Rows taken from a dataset

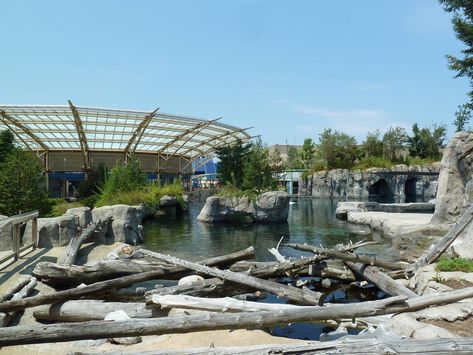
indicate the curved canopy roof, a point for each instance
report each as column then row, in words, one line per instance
column 74, row 128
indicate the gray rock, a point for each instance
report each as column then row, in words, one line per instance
column 125, row 225
column 341, row 183
column 84, row 215
column 454, row 185
column 269, row 207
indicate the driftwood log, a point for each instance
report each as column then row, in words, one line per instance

- [PROBLEM REQUIREMENTS]:
Could you arrange every line of the records above as a numbered list, skipping any blank lines and leaving the pictures out?

- [REPLY]:
1. indicate the curved canopy roof, a point for each instance
2. report each as column then row, in words, one line per instance
3. column 74, row 128
4. indicate the gray rock, a point for each instance
5. report each as column then row, in words, one line per instance
6. column 125, row 225
7. column 341, row 183
8. column 84, row 215
9. column 454, row 185
10. column 269, row 207
11. indicate the driftwood log, a point for each instance
12. report each as column then row, in words, one line per instance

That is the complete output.